Problem details:
In the material below, how many lines contain "ceiling"? Answer with the number alone.

*** Opening of Exercise material ***

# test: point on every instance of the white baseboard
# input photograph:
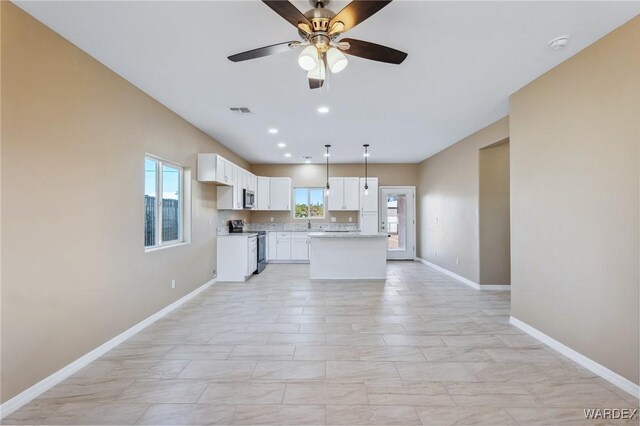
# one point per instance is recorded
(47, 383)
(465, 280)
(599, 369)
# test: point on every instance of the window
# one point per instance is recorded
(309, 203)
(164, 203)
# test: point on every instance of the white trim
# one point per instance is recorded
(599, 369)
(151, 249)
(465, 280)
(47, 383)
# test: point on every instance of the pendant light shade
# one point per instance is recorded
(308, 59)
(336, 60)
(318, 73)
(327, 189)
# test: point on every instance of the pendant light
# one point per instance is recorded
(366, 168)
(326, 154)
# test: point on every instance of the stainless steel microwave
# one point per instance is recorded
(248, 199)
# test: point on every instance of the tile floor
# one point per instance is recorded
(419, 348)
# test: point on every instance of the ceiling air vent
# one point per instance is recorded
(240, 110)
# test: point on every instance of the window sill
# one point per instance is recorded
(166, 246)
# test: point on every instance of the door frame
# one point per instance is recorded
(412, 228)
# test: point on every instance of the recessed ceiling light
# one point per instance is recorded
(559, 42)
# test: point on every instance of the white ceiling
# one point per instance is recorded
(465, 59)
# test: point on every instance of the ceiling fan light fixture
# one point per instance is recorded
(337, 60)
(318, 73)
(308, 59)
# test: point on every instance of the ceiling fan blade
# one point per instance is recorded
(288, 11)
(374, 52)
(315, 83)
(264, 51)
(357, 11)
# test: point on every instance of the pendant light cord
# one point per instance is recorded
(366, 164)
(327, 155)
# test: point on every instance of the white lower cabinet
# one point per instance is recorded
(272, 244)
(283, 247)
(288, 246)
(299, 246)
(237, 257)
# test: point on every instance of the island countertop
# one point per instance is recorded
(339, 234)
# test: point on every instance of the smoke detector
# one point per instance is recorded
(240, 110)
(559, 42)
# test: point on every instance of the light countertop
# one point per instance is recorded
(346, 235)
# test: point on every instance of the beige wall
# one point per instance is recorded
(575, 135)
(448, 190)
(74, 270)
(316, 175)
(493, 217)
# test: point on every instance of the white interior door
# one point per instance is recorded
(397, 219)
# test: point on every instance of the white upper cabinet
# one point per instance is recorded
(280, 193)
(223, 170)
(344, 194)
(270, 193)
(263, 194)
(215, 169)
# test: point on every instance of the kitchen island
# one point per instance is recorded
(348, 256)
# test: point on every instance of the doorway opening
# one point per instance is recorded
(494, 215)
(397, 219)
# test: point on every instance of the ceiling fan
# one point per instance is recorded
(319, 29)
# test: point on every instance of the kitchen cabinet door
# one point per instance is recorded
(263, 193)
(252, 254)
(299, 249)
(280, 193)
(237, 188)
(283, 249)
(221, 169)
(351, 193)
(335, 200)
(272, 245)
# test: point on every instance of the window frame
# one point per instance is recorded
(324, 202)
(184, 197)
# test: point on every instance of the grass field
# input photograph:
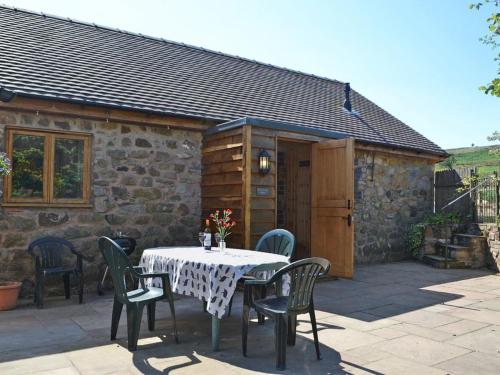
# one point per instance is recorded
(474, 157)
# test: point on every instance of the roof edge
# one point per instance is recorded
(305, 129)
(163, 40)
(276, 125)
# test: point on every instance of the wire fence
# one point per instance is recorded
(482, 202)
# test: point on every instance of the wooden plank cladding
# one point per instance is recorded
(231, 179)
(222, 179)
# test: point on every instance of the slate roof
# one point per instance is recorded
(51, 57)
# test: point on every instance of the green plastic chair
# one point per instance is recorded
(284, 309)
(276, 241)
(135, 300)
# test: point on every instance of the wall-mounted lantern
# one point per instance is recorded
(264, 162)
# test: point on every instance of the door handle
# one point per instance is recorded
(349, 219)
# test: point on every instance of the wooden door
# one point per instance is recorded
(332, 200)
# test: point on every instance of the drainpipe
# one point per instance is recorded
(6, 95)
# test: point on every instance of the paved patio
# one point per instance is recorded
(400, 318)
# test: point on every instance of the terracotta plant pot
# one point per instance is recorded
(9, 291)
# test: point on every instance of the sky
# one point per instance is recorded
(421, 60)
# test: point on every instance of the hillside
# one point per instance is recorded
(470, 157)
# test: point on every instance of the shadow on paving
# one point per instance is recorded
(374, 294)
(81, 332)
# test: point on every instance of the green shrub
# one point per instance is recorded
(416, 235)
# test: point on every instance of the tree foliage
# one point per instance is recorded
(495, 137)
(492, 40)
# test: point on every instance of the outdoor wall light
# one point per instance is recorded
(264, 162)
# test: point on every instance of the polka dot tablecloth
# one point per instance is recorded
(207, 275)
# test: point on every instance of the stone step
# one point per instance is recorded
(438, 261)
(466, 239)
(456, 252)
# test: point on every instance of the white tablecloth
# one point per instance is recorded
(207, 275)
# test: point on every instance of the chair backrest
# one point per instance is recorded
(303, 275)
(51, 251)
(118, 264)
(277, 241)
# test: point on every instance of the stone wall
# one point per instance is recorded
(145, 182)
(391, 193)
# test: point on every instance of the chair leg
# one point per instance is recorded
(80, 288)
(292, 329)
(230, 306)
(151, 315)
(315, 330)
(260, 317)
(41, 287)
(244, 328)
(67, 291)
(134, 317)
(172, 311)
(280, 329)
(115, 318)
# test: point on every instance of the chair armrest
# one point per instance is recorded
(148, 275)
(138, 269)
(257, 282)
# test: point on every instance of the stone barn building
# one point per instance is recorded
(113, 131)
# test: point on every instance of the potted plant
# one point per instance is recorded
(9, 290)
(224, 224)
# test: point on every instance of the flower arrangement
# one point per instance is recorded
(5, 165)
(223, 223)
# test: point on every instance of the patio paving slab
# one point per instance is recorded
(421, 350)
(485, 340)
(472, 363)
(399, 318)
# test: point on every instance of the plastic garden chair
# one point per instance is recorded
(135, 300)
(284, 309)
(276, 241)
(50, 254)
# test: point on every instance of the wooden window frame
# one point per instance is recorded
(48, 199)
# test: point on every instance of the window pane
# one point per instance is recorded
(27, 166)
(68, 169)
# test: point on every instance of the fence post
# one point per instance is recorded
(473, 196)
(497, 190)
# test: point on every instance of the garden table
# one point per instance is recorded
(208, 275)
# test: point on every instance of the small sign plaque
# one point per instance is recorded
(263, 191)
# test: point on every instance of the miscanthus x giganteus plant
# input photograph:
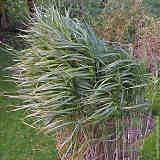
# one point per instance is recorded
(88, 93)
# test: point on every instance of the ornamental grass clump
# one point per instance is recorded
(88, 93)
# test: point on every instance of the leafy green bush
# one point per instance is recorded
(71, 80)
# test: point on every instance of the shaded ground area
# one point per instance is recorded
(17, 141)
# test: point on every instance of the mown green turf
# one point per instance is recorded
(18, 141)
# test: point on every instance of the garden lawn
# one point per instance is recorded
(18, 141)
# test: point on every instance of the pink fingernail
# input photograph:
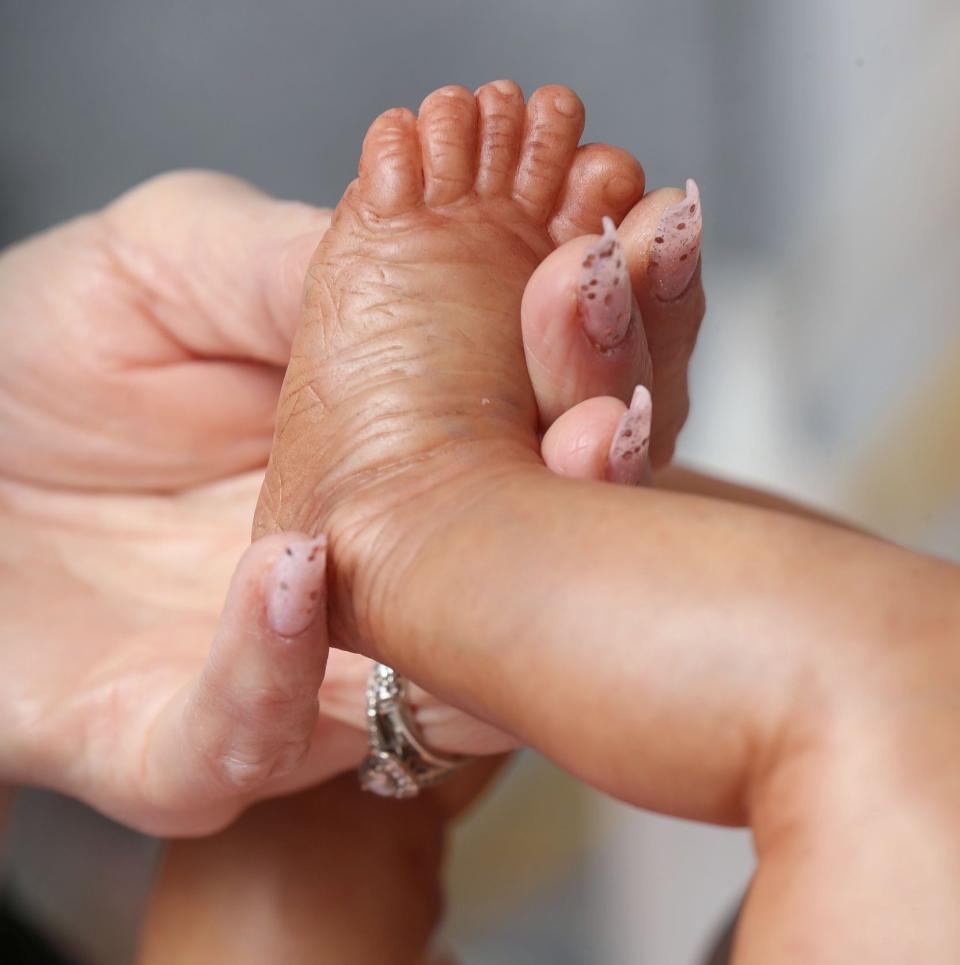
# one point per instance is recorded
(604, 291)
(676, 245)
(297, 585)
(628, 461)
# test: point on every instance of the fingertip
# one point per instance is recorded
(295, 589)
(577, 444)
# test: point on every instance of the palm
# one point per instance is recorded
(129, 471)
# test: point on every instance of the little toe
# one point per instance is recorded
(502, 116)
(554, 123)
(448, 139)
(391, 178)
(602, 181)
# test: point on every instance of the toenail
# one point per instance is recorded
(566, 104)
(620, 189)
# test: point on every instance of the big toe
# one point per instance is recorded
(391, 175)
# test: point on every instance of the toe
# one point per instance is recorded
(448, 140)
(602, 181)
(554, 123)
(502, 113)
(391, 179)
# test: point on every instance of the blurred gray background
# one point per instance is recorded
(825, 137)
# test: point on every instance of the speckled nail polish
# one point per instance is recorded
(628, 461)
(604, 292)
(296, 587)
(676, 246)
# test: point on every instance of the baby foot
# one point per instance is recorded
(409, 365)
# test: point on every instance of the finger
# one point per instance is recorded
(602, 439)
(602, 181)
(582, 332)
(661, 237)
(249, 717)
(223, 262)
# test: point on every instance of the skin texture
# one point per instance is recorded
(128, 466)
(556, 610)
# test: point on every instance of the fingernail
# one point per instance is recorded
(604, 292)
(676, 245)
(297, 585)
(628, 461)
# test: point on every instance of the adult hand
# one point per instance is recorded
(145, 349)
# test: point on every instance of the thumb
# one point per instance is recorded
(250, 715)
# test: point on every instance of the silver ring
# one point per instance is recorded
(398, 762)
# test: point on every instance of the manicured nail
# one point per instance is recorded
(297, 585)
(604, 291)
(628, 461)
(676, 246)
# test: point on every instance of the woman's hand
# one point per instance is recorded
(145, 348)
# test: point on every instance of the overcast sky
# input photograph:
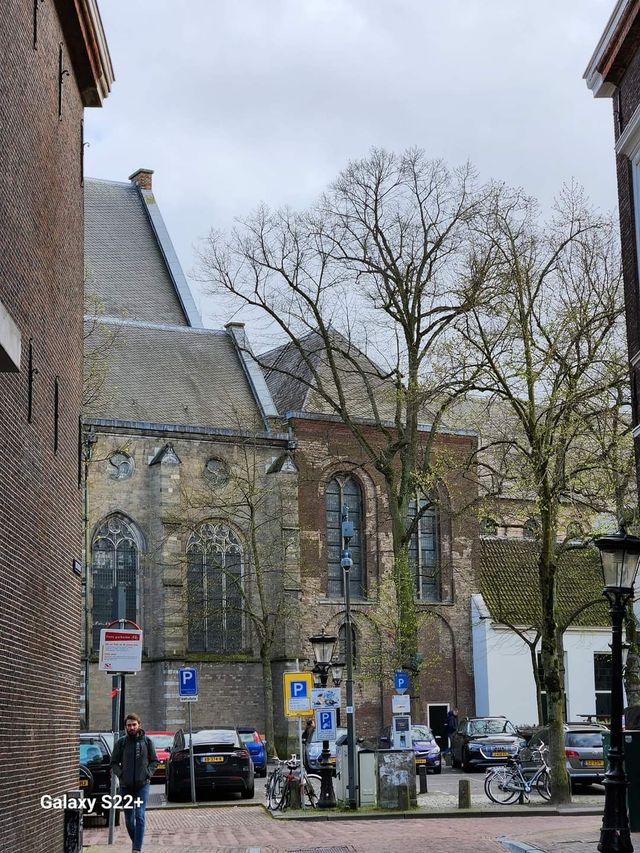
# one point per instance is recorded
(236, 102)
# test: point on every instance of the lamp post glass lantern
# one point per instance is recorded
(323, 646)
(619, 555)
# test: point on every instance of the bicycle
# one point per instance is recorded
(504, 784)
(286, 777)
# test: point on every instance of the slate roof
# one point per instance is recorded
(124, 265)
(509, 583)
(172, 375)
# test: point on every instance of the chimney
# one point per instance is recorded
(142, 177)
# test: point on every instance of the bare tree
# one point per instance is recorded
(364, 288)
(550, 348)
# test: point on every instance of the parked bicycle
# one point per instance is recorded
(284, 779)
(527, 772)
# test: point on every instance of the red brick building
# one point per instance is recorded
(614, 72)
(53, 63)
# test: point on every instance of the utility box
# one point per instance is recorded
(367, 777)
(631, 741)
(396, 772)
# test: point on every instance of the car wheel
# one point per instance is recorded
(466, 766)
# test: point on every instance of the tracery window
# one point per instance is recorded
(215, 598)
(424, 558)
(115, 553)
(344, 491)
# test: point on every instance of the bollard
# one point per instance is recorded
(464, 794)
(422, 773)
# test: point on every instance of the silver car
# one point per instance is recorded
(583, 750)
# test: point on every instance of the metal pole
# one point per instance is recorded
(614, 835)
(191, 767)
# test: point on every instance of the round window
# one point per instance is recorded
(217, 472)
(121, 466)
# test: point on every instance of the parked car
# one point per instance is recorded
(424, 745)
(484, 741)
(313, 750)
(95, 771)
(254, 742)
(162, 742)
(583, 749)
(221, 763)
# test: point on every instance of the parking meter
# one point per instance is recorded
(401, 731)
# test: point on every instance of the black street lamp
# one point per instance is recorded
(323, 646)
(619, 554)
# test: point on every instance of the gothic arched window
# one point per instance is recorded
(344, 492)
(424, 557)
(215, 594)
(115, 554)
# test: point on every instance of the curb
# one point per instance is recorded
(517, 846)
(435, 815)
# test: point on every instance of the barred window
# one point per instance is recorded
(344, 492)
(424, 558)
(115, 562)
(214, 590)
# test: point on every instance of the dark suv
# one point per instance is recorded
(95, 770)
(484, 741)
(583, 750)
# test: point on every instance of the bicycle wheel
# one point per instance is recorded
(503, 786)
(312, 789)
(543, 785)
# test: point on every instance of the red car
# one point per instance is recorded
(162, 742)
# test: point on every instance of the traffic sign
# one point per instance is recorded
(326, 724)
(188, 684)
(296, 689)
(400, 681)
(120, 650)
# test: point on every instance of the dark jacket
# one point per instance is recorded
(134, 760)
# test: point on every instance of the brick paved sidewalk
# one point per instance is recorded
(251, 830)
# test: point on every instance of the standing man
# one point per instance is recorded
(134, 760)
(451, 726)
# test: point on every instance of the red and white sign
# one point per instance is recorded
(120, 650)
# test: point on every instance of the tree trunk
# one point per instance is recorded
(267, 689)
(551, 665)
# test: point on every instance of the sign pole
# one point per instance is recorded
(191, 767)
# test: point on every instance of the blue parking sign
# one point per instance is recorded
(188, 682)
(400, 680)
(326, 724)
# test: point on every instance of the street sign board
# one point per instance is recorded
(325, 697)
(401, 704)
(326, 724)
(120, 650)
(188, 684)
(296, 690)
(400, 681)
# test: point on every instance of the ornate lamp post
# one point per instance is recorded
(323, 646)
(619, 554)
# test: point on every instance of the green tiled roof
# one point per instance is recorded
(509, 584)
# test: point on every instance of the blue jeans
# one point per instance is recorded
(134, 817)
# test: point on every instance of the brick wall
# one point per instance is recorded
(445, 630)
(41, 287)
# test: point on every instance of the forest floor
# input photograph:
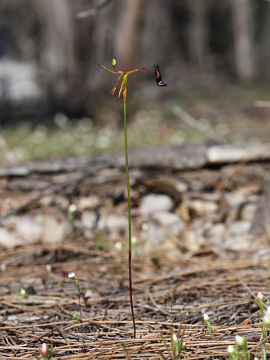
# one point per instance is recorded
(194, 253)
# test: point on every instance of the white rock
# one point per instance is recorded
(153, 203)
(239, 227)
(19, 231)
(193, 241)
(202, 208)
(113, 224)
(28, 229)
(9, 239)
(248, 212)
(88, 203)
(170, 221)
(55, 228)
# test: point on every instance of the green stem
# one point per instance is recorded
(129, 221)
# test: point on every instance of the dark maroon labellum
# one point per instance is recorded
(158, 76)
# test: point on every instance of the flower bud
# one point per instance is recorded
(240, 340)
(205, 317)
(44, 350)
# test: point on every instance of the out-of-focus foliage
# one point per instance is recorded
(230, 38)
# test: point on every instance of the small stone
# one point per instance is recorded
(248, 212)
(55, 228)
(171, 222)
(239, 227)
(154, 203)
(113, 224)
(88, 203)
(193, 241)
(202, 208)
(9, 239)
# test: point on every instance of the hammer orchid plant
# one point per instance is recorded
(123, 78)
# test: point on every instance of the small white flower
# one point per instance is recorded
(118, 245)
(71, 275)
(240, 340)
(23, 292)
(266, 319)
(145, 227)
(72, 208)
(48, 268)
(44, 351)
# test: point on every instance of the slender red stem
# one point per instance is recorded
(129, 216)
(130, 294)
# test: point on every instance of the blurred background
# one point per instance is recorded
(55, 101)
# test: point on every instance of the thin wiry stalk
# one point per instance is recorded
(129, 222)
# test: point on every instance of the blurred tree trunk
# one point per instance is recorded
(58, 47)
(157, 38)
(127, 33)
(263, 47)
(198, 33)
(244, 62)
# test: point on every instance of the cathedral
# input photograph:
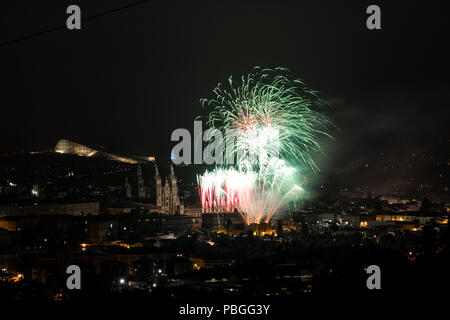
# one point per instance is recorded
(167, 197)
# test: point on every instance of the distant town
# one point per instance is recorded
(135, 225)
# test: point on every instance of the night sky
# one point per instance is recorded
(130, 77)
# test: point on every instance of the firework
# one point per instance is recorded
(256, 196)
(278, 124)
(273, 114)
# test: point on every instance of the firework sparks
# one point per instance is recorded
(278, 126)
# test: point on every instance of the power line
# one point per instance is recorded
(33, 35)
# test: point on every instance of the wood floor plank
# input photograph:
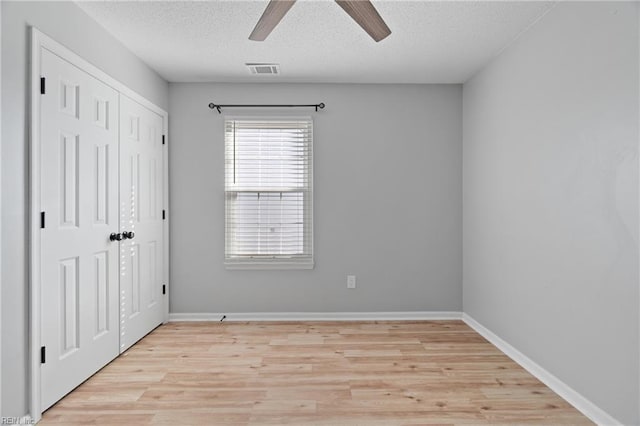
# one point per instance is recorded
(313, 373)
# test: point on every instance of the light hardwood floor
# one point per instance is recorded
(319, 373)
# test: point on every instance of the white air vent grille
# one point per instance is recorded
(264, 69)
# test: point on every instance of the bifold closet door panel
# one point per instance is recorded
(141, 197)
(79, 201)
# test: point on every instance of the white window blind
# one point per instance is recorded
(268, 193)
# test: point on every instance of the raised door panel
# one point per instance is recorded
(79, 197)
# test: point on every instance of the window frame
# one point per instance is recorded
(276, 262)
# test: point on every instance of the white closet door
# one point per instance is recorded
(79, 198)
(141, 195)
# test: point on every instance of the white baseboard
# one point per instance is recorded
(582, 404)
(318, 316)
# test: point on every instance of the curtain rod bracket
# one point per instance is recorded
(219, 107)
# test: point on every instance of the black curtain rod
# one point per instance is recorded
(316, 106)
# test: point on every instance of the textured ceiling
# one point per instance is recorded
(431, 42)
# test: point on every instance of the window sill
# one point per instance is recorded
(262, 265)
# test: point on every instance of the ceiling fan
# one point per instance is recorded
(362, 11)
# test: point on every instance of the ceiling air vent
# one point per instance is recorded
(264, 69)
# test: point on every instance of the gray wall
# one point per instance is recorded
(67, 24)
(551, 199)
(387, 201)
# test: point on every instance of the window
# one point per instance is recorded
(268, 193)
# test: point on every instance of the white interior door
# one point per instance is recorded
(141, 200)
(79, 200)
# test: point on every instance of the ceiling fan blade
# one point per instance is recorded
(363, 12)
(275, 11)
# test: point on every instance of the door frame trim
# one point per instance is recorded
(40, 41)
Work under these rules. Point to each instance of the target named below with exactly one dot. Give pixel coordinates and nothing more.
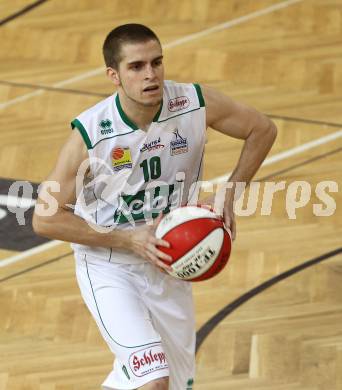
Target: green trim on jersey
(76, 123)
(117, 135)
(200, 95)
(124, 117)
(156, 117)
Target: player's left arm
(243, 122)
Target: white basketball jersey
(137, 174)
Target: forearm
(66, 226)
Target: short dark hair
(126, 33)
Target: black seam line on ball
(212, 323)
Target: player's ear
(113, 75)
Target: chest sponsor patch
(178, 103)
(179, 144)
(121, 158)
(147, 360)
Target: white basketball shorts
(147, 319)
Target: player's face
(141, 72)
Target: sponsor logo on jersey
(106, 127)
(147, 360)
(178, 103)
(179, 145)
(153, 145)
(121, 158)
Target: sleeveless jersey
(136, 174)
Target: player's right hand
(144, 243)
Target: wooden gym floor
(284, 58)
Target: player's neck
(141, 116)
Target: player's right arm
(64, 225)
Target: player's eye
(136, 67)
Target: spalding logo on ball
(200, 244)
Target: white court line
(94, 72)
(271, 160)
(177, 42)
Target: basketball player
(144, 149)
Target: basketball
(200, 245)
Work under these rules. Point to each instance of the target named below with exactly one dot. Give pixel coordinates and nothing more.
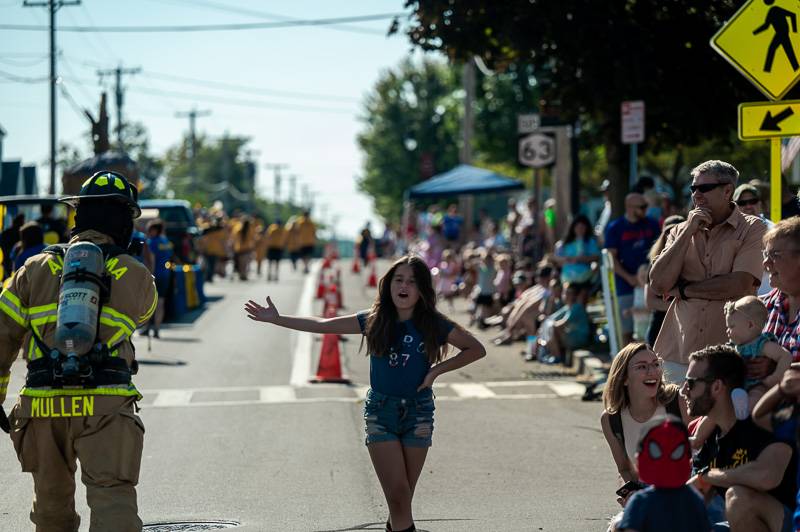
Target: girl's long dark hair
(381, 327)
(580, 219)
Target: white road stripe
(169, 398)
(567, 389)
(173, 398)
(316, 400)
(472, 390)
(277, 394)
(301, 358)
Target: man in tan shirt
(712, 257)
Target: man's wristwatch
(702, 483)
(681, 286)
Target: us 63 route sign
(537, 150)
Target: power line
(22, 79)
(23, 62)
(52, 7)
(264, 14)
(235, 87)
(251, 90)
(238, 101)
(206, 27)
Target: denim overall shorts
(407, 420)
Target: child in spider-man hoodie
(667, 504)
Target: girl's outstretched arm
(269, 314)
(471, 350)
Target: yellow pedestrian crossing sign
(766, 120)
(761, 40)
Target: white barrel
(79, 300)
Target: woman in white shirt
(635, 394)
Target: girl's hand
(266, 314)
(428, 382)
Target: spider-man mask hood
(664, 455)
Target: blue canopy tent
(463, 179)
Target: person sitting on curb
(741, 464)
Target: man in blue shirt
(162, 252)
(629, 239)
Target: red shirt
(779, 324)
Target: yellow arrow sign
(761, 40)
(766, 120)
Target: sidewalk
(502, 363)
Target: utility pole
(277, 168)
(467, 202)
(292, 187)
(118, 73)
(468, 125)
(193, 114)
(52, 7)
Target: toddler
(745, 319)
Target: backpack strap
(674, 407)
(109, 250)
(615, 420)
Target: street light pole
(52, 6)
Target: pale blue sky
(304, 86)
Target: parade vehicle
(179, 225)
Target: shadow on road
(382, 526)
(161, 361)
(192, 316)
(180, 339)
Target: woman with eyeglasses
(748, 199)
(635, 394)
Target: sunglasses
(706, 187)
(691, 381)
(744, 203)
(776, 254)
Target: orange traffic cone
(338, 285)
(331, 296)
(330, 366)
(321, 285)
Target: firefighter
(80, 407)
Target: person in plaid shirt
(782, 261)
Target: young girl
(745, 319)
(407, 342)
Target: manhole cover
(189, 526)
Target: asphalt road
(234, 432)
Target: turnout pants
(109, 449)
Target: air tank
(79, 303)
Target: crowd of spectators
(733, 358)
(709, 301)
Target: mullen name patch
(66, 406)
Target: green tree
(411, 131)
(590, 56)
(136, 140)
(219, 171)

*** Close of Exercise material ***

Completed task:
10